#### EXERCISE REQUIREMENTS:
Filter the records below, keeping only lines with the string "poplar".

#### PROVIDED DATA:
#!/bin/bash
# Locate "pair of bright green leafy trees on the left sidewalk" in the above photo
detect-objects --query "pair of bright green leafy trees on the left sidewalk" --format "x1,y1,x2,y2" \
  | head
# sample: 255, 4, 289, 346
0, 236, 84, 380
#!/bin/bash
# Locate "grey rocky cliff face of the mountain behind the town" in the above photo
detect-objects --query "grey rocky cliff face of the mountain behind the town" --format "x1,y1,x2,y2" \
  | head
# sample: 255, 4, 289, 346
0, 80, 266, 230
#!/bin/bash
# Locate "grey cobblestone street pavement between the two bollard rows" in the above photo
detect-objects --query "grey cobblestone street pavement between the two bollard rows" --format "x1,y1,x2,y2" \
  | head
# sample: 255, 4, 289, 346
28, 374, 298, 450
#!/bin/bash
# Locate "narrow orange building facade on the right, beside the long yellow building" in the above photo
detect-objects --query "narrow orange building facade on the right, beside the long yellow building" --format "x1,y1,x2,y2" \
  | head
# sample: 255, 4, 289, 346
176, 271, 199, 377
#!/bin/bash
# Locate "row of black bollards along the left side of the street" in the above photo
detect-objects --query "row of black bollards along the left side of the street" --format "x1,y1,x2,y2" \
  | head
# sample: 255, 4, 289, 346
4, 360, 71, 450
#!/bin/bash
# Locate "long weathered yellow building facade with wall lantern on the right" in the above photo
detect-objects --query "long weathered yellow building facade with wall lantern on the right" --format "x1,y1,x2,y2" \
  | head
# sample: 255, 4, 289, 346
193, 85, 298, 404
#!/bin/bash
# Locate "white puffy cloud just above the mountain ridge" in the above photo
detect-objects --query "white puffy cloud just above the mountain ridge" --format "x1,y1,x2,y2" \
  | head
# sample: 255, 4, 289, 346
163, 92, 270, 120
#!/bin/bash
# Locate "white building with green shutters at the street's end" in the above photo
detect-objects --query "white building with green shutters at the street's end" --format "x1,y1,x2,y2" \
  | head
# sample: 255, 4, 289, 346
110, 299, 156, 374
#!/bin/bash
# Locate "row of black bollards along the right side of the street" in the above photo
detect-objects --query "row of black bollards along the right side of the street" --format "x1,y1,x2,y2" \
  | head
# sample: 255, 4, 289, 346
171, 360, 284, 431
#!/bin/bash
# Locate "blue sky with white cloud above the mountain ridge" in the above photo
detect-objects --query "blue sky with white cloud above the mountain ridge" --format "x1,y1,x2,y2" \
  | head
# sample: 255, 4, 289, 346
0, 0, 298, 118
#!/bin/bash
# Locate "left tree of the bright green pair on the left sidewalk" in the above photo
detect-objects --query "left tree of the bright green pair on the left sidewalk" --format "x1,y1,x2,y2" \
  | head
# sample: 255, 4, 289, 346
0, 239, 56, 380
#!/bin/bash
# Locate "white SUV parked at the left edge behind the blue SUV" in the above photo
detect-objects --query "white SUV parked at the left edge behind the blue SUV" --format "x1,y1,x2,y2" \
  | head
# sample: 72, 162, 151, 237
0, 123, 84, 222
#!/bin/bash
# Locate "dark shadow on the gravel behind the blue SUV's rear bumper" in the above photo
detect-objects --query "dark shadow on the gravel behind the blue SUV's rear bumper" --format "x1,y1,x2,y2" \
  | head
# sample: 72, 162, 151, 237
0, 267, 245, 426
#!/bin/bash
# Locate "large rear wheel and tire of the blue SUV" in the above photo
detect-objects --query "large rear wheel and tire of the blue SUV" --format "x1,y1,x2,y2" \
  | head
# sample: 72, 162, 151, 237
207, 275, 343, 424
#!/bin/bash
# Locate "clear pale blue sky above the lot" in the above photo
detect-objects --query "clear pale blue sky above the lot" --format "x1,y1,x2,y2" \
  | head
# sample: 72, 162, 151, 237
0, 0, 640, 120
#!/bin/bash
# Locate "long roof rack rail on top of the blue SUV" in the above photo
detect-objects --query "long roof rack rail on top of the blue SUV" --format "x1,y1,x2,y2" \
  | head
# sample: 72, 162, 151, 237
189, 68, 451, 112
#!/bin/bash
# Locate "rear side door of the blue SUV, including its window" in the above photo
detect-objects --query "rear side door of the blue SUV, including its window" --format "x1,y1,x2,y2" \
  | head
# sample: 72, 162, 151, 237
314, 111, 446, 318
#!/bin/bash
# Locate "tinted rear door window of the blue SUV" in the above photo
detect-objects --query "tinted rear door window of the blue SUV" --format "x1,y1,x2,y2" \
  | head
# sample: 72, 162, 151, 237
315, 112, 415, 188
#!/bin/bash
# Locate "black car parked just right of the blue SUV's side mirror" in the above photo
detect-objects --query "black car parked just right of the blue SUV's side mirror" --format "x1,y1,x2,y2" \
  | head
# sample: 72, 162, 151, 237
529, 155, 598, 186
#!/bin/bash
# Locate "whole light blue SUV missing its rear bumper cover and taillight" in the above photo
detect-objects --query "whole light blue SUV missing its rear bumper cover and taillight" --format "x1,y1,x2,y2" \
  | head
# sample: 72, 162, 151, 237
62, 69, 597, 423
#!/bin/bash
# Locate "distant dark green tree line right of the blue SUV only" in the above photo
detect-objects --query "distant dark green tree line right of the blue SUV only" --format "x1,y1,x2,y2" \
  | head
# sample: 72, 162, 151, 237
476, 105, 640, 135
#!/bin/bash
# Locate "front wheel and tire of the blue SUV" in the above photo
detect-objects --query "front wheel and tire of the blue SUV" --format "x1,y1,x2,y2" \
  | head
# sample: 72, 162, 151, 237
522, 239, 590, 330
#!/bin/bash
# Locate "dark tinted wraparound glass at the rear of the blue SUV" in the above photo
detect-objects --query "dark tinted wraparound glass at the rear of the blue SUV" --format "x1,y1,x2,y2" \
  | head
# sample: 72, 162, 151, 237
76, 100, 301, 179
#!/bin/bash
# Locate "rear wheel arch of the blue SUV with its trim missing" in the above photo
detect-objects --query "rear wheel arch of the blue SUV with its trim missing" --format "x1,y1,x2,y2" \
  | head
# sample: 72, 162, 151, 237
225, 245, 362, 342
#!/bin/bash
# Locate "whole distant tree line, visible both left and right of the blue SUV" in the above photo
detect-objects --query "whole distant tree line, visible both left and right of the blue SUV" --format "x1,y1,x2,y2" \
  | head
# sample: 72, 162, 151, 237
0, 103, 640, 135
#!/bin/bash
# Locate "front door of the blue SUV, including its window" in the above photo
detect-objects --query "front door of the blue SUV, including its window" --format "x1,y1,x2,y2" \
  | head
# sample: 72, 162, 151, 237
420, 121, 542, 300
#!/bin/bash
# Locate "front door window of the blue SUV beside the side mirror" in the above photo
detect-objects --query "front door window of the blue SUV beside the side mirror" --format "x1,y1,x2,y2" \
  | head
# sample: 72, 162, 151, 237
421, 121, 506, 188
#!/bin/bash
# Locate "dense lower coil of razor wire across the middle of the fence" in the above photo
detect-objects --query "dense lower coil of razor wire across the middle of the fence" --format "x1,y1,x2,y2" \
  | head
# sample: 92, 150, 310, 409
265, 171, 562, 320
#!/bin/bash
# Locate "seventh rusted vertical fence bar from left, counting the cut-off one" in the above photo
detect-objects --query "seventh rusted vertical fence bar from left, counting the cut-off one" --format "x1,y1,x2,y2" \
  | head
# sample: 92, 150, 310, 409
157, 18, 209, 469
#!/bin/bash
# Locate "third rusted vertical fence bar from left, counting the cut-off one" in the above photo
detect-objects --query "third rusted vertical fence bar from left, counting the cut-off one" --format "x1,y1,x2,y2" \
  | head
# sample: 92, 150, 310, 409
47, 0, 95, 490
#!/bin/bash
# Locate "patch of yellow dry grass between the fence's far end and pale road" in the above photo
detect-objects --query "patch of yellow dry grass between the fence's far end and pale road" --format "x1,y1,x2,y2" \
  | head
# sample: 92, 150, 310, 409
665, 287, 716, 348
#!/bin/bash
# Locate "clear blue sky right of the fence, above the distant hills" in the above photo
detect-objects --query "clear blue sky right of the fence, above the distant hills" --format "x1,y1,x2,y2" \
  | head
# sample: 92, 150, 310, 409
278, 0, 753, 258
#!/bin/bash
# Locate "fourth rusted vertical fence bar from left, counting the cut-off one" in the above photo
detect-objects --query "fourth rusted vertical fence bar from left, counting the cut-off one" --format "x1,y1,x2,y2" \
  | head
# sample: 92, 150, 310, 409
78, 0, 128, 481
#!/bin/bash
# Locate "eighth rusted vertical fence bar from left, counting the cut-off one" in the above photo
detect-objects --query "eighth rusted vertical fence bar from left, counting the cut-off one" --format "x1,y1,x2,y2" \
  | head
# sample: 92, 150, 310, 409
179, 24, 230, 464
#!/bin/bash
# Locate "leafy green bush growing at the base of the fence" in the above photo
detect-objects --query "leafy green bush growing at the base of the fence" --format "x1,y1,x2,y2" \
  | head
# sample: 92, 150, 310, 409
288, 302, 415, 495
--
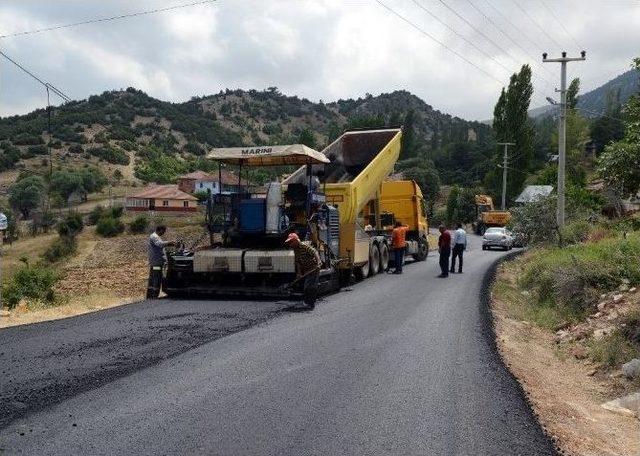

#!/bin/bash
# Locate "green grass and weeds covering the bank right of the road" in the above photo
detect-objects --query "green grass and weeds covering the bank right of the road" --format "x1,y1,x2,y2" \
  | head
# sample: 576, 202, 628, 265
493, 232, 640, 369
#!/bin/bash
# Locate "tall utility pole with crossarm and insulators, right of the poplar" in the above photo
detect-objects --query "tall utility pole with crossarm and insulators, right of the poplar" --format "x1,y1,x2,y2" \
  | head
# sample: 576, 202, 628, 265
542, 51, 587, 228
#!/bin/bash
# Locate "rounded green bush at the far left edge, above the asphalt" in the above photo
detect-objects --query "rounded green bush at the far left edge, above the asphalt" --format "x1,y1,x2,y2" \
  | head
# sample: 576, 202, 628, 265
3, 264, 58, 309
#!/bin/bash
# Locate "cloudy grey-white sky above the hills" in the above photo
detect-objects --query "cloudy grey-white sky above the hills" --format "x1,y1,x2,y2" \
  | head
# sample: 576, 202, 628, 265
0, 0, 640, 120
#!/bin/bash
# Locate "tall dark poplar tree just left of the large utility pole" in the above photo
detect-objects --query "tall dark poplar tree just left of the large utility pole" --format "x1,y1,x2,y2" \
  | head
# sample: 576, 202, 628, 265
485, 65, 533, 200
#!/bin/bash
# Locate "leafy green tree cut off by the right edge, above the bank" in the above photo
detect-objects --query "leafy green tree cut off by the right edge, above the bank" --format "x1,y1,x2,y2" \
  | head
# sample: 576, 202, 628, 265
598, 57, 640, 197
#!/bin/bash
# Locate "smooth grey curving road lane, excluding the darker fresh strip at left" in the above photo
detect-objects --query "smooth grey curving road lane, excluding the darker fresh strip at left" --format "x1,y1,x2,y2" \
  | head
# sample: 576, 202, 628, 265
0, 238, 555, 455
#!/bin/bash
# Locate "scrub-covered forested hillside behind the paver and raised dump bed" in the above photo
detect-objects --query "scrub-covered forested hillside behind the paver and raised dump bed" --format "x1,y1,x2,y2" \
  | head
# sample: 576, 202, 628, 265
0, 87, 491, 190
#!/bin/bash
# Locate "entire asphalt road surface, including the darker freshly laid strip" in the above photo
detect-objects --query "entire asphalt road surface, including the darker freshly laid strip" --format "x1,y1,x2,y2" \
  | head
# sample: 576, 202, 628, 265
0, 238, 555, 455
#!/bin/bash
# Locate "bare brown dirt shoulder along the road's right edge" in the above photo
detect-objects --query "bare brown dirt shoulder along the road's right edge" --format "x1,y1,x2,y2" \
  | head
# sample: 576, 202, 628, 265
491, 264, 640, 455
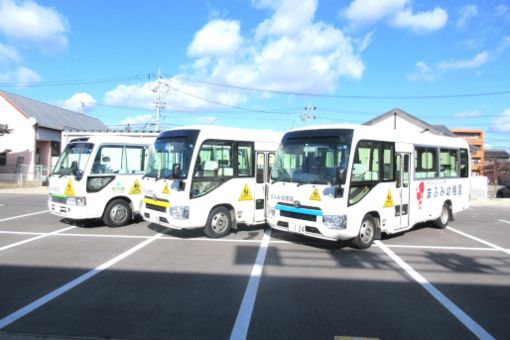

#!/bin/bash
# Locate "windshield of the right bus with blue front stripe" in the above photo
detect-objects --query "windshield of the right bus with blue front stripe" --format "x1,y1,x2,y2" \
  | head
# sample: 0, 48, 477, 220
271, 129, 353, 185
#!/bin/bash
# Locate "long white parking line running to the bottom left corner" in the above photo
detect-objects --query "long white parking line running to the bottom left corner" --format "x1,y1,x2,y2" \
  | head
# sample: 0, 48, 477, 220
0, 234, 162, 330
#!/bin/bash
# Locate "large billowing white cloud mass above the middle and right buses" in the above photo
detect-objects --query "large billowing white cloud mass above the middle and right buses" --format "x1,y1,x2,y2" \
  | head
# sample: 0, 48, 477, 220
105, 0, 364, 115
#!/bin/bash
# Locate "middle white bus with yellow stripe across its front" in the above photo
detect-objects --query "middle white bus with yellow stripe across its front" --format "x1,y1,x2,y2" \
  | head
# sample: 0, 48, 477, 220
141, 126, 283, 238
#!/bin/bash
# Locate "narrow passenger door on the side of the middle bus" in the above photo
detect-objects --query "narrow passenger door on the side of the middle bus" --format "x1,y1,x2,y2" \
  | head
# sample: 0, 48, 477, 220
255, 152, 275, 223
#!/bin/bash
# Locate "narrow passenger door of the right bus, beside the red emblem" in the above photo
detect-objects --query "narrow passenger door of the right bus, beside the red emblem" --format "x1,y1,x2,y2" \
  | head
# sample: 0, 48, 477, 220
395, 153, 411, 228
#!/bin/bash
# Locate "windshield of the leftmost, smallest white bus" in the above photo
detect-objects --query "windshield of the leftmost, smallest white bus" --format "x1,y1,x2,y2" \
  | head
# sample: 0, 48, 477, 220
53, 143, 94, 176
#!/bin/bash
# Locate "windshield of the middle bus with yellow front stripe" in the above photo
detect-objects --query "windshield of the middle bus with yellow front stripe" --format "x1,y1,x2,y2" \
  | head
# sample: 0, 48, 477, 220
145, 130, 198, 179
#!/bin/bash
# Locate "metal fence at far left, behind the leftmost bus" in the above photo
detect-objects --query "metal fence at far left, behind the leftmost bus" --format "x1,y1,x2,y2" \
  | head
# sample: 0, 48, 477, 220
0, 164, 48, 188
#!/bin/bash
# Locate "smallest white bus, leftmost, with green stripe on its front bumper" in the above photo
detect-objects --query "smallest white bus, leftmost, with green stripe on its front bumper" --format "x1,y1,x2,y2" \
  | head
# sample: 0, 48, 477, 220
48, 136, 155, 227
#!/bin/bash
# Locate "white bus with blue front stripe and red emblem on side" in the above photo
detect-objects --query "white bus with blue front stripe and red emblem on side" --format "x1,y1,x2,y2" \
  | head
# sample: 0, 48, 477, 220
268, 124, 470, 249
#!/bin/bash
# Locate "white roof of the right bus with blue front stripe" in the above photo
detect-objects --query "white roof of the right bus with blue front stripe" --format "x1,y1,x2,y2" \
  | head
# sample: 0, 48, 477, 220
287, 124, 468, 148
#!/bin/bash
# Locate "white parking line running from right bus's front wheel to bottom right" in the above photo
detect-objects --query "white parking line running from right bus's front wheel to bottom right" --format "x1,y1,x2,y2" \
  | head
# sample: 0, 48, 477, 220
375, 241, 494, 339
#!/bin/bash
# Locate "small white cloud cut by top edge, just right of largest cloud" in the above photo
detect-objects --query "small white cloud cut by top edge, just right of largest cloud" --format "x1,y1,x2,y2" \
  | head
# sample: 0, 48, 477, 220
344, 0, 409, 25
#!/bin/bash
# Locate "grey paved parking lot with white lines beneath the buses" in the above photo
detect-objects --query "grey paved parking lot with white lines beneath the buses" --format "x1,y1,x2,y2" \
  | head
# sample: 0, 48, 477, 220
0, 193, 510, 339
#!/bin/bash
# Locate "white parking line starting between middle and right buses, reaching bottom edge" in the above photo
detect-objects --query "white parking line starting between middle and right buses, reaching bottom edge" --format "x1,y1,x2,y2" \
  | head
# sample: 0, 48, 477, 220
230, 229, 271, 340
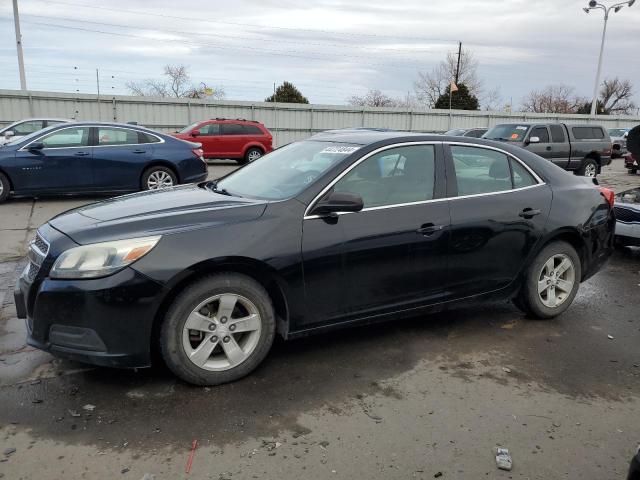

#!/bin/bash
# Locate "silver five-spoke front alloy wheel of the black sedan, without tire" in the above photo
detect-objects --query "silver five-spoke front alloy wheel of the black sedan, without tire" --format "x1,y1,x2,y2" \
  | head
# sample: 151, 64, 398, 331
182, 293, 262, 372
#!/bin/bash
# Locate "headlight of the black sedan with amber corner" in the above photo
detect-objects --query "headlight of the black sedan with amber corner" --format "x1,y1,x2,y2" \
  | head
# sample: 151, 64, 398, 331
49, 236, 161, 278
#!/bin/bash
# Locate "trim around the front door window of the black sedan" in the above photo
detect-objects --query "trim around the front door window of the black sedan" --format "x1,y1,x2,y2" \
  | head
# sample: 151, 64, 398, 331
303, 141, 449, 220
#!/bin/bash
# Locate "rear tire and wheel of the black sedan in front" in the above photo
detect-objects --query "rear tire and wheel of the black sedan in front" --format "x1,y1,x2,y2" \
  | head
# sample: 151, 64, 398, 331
* * *
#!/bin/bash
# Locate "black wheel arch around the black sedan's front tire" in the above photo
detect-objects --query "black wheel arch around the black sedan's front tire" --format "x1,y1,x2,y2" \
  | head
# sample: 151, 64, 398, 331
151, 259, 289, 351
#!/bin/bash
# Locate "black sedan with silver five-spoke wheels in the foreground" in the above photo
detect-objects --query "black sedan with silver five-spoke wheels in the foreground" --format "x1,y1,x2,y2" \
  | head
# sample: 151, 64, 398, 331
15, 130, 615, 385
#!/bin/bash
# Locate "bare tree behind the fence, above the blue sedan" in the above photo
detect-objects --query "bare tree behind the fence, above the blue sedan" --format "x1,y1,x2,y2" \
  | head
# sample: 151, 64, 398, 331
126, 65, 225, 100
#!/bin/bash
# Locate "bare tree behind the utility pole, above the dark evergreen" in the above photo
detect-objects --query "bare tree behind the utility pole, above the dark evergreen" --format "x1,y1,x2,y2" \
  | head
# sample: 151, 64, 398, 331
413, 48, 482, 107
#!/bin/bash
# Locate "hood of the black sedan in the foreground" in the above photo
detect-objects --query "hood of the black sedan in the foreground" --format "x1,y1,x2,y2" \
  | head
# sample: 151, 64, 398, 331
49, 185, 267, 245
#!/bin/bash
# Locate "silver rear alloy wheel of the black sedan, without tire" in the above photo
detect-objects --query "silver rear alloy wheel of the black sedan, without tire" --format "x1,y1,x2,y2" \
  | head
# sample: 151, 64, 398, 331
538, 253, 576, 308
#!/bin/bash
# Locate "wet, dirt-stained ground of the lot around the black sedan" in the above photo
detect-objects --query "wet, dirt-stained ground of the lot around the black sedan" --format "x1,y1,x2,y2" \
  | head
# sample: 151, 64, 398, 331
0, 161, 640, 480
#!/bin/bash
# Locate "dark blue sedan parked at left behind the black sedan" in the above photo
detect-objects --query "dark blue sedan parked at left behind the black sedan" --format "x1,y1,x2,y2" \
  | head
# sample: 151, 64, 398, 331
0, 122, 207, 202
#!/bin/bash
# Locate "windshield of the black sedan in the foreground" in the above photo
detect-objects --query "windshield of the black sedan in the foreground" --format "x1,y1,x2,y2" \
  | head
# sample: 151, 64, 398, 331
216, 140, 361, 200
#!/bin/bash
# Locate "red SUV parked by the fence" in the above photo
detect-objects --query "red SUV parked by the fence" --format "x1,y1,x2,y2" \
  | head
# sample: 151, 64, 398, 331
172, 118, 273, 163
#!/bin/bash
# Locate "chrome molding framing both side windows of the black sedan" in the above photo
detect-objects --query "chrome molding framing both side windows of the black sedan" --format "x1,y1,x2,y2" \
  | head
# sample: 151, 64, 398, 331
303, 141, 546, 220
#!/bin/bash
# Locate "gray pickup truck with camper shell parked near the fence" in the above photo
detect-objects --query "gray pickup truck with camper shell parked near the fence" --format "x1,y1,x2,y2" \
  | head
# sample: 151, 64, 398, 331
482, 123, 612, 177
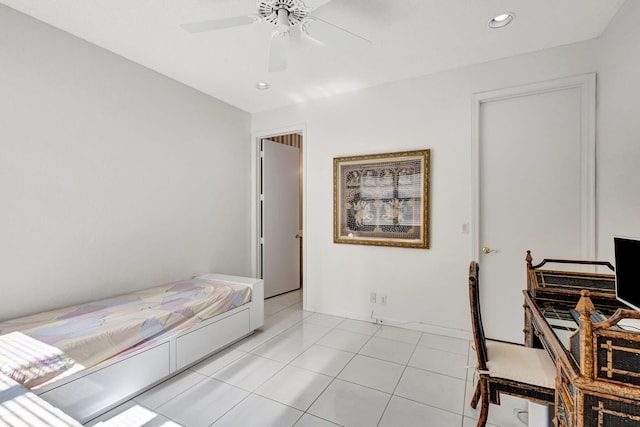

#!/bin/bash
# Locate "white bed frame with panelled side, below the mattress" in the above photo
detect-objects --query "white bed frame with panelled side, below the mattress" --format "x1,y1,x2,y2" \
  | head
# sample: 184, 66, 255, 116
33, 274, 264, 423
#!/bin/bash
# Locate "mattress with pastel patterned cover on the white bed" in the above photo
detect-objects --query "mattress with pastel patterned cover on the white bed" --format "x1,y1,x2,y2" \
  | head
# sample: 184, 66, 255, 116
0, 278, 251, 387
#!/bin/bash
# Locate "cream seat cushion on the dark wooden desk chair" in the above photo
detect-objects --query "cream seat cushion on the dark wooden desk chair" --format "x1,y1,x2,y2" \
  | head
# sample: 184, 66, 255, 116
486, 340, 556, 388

#### TASK RESPONSE:
# Locate "tall utility pole with crossarm and insulators, right of the poplar" in the above photo
detect-objects --query "tall utility pole with crossarm and insulators, right of the poplar" --format "x1,y1,x2,y2" \
# Locate "tall dark poplar tree just left of the large utility pole" in the above photo
detect-objects --query "tall dark poplar tree just left of the large utility pole" --format "x1,y1,x2,y2" \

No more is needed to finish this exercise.